• Task requirements:
Beginning at the line that holds "the black plumage", restate each line exactly through the final line of the records. Include both of those lines.

╭─ Information provided

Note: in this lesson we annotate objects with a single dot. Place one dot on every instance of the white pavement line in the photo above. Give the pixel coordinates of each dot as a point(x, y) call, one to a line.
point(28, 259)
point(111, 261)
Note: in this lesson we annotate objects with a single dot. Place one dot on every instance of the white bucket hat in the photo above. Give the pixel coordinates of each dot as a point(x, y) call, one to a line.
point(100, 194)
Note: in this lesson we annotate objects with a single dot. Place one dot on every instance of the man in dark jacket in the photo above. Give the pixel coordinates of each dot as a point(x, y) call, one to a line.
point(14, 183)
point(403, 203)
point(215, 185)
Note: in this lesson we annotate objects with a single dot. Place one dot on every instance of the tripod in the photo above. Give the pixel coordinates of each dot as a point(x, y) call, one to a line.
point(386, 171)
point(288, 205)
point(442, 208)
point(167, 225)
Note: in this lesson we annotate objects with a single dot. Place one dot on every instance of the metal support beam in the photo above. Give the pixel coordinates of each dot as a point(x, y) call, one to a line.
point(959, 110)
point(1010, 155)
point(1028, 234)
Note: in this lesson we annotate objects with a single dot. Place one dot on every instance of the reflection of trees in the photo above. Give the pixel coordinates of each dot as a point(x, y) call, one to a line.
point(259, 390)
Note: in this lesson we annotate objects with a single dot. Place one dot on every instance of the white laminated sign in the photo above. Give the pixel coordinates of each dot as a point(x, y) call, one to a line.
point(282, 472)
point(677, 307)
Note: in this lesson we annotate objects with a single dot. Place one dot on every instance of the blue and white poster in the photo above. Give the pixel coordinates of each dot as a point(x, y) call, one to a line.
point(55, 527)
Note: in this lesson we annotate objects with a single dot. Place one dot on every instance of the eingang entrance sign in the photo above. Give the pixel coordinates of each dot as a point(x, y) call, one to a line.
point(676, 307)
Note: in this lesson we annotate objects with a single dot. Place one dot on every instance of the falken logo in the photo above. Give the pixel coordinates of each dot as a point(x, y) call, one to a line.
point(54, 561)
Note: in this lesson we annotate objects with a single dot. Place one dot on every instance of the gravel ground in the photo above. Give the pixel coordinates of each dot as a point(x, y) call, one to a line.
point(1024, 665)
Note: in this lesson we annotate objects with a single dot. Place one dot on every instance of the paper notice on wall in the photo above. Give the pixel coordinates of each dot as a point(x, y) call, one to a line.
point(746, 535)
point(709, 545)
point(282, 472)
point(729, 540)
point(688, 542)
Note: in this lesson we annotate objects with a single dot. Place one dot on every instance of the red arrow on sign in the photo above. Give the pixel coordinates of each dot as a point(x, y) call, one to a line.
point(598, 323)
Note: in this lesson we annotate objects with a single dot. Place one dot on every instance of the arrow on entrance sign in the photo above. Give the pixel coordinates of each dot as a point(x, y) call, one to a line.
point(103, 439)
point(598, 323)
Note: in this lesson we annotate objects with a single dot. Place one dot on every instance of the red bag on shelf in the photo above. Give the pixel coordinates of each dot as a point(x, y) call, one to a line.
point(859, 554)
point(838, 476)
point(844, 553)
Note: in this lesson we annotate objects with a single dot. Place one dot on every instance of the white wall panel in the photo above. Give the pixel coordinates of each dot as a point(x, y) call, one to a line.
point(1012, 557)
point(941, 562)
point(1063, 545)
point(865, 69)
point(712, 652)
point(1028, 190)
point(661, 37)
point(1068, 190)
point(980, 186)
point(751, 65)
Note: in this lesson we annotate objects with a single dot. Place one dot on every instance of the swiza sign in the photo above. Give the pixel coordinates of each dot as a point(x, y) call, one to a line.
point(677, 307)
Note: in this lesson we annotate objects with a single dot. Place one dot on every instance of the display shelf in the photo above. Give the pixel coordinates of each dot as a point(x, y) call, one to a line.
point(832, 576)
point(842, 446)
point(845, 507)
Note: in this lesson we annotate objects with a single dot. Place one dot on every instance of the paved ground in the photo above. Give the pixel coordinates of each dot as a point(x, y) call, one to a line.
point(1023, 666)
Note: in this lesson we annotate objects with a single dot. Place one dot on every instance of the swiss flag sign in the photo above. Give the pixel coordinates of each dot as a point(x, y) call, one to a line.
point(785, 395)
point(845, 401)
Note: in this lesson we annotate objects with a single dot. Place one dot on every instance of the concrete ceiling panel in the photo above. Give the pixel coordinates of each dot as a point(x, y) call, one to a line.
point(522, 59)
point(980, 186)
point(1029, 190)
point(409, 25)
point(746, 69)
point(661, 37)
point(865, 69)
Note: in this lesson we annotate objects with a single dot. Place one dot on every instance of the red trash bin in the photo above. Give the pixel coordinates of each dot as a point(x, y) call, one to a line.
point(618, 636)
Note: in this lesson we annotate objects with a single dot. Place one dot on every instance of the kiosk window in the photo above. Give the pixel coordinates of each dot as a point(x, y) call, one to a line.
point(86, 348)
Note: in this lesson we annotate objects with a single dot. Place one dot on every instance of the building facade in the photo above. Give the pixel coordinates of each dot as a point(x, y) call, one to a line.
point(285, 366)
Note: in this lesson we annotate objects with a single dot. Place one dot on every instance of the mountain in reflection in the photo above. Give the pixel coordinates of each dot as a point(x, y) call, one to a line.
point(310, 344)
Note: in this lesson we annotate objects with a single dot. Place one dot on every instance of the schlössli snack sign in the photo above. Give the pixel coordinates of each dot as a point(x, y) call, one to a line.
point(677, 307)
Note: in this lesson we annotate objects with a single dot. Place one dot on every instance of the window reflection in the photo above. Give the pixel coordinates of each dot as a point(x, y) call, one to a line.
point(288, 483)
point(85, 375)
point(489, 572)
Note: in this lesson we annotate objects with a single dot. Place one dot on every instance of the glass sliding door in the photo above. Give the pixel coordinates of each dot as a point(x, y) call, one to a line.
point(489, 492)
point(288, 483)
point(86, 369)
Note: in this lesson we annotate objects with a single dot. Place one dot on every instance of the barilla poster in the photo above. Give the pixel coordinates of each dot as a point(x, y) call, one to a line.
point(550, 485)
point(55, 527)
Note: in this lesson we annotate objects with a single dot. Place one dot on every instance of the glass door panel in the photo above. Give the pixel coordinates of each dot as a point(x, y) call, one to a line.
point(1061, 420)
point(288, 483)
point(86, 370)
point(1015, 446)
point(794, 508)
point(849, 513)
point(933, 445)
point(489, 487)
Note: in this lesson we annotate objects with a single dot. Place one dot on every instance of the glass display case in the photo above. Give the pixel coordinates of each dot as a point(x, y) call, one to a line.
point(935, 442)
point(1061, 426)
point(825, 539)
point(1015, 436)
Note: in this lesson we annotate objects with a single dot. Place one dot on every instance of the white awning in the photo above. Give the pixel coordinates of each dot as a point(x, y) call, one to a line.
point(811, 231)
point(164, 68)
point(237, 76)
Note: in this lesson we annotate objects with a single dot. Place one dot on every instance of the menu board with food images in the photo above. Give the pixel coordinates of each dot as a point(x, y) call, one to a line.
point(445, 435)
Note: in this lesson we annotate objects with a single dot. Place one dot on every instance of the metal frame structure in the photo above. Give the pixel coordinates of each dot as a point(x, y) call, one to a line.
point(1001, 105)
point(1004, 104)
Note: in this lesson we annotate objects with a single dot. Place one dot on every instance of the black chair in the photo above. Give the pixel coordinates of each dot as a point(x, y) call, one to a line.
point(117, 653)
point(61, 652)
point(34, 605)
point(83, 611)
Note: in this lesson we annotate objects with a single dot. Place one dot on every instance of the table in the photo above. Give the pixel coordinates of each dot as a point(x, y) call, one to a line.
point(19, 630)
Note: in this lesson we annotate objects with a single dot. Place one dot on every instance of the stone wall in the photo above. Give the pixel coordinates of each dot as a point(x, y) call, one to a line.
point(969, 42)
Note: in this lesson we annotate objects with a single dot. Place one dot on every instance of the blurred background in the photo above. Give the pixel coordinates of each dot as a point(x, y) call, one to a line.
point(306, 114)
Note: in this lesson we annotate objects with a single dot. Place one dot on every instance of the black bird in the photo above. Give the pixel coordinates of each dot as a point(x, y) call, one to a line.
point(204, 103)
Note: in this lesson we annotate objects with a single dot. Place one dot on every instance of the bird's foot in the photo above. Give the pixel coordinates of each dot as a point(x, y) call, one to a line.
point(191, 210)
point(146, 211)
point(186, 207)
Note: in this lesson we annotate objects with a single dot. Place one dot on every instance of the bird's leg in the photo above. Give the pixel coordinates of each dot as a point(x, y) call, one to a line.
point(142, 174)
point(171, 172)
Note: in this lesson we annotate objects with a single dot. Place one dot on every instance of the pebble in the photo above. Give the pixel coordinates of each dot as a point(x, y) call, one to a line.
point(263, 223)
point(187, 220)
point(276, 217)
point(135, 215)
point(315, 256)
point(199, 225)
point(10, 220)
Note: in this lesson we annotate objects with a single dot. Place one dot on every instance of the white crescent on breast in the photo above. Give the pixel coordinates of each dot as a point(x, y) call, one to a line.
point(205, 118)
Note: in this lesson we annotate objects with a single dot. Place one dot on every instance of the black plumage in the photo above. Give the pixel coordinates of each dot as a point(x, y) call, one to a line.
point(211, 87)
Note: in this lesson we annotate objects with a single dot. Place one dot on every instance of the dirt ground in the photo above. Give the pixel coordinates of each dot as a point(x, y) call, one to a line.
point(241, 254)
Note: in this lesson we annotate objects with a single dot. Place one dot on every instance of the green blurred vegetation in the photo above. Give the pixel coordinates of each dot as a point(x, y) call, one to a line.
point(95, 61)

╰─

• Answer area:
Note: in this lesson we annotate objects with a single dot. Place one dot on every instance of the black plumage in the photo above. Give the pixel coordinates of each dot as a point(x, y) call, one to a line.
point(211, 87)
Note: in this lesson we annotate objects with a single dot. Place one dot on every instance of the dirt ground in the photo above. Give the pixel coordinates of each dot as a point(x, y) call, one to a line.
point(241, 254)
Note: in this lesson we annotate objects with a single dot. Place one dot on every instance of the green blurred vegetation in the photo above. Give the pixel coordinates of each dot as a point(x, y) call, one to a line.
point(95, 61)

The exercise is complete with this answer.